>> BEGIN Page extract

Whoa. Yeah. Aside from noting that the Maher Shalal Hash Baz album (produced by Arrington) does that whole pastoral, brass slightly off-key, Maher Shalal Hash Baz Japanese ambient noise thing as brilliantly as ever; and that Witchcraft Rebellion is heavy on the cowbell, and features main Microphone Phil Elvrum (as do many other OTR recordings) , my attention was drawn mainly to the inner sleeve of the new album, wherein Arrington has reprinted a full-colour diagram behind the workings of the Lost Light Trilogy — or, as he puts it, “A key to the map in my mind’s eye; all songs descend from fractured emanations. All songs contain hidden shards of other songs — like rivulets of water, refracting endless mirrored spectrum from a single source of light.”
In and among his “Exponentiality as spatial archetype,” he has lurid blobs featuring wolves and wolverines, indestructible life! (in the crown of lost light), dark matter and (most importantly, it seems), tigers in the temple; and lines (Los Angeles, music of the spheres) linking same. I don’t have the slightest idea what any of it means — it’s far more impenetrable than Elvrum’s similar voyage into conceptualism, Mount Eerie, where Calvin Johnson plays the Voice of God — but, man, I love the fact it’s out there. And, as I said earlier, the music kicks ass: brutal, fluid, funky, spasmodic, violent, sexual… I wish there were more visionaries like Dionyso around.
HUGS AND KISSES TOP 5
1. Getatchew Mekurya, “Antchi Hoyé” (from the Union Square album The Very Best Of Éthiopiques)

>> END Page extract
>> BEGIN Data excerpts

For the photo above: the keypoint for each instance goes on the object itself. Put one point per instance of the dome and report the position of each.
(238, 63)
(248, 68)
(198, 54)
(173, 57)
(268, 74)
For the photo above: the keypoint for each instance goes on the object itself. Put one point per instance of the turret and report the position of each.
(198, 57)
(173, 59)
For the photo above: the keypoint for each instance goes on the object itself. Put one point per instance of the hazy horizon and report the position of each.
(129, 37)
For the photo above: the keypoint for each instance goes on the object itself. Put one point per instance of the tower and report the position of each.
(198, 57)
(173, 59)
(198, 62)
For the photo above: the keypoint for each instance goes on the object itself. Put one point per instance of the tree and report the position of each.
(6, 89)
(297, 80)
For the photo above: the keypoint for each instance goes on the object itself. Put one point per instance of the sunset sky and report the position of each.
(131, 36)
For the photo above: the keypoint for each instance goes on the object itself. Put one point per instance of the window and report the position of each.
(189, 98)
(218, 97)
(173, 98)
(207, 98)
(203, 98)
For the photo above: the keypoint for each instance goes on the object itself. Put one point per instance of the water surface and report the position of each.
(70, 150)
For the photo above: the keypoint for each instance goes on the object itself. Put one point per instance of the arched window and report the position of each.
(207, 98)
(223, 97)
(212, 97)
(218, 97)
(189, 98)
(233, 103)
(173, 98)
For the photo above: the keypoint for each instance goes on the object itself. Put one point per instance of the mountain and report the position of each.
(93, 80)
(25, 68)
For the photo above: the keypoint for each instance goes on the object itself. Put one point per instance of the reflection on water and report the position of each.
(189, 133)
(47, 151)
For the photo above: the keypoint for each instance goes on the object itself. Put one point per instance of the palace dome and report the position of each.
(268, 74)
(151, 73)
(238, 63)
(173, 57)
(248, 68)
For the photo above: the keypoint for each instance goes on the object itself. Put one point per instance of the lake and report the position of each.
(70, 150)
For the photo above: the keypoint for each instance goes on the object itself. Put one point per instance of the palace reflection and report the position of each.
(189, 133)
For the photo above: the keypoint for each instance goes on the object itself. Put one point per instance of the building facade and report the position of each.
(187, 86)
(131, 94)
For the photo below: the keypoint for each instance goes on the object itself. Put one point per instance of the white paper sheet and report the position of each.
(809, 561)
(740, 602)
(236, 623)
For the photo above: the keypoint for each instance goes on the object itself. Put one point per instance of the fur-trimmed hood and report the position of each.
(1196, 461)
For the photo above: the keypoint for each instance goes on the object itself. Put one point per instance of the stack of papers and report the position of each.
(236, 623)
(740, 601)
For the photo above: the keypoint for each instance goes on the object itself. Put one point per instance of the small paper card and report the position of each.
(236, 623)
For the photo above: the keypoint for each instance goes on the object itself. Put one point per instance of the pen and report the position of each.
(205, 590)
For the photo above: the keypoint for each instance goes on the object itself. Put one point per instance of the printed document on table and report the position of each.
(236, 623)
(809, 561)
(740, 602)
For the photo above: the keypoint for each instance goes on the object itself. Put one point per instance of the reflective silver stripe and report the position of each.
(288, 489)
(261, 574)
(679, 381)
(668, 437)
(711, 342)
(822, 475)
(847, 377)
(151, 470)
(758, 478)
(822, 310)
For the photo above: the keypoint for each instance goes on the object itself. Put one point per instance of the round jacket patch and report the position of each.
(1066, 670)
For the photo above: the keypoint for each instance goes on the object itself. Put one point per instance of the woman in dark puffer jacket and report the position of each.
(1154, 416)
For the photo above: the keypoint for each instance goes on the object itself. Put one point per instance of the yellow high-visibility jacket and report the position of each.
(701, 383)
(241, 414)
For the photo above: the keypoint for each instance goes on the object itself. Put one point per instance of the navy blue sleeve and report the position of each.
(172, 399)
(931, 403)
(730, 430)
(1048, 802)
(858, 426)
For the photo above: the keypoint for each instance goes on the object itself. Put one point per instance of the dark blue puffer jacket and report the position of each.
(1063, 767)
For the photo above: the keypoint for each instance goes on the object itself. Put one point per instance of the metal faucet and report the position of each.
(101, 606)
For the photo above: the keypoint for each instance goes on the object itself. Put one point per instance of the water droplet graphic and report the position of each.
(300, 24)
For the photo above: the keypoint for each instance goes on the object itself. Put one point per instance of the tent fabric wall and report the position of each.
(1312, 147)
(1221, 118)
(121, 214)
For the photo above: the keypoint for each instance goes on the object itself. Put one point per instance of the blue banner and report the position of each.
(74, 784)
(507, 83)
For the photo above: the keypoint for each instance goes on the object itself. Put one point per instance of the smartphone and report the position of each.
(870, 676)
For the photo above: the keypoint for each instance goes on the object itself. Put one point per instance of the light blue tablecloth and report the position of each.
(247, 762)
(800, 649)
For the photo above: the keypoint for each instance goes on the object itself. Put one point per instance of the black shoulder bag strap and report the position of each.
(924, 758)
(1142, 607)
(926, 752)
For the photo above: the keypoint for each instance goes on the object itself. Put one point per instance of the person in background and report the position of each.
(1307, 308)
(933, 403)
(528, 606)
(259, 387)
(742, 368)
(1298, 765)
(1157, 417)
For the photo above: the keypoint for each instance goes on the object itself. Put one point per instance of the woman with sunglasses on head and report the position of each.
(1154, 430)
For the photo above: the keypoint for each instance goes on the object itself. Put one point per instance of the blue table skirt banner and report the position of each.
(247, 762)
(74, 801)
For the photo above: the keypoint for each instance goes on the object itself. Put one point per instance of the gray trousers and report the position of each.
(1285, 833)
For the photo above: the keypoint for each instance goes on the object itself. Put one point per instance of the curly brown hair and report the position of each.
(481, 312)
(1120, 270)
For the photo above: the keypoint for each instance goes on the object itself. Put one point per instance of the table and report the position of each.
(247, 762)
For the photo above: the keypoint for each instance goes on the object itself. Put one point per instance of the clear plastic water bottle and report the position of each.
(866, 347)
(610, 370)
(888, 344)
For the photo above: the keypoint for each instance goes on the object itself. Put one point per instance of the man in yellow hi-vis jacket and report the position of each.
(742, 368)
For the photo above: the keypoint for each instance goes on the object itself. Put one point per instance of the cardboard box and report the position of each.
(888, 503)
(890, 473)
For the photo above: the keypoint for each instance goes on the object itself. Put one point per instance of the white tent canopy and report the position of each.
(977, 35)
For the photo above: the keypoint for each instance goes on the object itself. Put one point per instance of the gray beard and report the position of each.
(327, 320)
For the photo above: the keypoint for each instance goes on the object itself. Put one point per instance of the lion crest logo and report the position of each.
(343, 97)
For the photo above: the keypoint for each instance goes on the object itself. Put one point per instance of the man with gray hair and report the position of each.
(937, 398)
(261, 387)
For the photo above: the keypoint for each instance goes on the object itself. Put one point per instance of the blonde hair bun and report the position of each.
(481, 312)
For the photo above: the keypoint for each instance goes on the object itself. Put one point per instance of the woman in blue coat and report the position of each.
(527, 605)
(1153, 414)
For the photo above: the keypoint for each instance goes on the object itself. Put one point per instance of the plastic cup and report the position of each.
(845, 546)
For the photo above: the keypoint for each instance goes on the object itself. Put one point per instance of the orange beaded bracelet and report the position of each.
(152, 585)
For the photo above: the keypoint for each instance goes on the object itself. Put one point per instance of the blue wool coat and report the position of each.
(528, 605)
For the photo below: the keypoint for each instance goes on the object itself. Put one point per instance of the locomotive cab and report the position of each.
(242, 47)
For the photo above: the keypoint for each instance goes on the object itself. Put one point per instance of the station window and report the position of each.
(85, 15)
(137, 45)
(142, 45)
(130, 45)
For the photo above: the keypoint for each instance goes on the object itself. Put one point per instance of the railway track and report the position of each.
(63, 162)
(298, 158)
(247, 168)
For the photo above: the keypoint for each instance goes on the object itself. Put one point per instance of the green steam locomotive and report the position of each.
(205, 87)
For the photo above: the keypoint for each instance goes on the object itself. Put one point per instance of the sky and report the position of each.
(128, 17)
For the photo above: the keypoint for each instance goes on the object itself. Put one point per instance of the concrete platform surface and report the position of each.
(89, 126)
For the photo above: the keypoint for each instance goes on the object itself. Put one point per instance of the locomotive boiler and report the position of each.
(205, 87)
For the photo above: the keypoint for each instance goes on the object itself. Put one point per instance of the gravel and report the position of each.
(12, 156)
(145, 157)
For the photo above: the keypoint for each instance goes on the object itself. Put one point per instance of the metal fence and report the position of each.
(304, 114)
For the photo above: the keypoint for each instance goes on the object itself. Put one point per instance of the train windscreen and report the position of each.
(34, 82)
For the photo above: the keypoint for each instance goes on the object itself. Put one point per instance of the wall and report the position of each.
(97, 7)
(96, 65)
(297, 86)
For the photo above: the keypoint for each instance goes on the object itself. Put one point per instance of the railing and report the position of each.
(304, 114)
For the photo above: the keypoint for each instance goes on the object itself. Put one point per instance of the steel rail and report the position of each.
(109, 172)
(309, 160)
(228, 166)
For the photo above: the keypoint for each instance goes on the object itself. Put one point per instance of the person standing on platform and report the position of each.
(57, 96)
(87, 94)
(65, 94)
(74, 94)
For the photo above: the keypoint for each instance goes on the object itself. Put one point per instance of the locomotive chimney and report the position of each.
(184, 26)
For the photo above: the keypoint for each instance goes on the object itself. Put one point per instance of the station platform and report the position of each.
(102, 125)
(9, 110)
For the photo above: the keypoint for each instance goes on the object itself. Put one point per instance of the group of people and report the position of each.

>> END Data excerpts

(Directives)
1. Answer these questions from the music review, one answer per line, marked as the questions are:
(a) Who produced the Maher Shalal Hash Baz album?
(b) Who plays the Voice of God in Mount Eerie?
(c) Which album does "Antchi Hoyé" come from?
2. Pick up the music review where it stops and carry it on.

(Task-by-task answers)
1.
(a) Arrington.
(b) Calvin Johnson.
(c) The Union Square album The Very Best Of Éthiopiques.

2.
Some of you hipsters might recognise Getatchew’s name from his recent seismic collaboration with Touch & Go’s awesome Dutch anarchist band The Ex: this cut is lifted from a peerless, addictive compilation of Ethiopian jazz from the Sixties and Seventies.
2. Qui, “Gash” (from the Ipecac album Love’s Miracle)
David Yow, like you’ve always wanted David Yow to be. Scratch Acid is not a distant memory.
3. Uni And Her Ukelele, “I’m On My Way” (from the Unicorn Bread five-track EP I’m On My Way)
Like Cyndi Lauper’s first group — the unstoppably optimistic Blue Angel — only with, uh, y’know, ukeleles.
4. Milk Kan feat. Dolly Parton, “Here Ya Come Again & Again”
The cream of the British antifolk lot (rambling, rambunctious, personality-led — as opposed to the US antifolk lot, who are more song-led, staid, rather trad). This one’s a street-wise chirpy rhyme that way out-Nash’s new Lily Allen, Kate Nash.
5. The Singing Loins, “To A Beautiful Woman Growing Older” (from the Damaged Goods album The Drowned Man Resuscitator)
This year’s most beautiful and honest love song, from an unashamedly anti-capitalist, romantic old school English folk band.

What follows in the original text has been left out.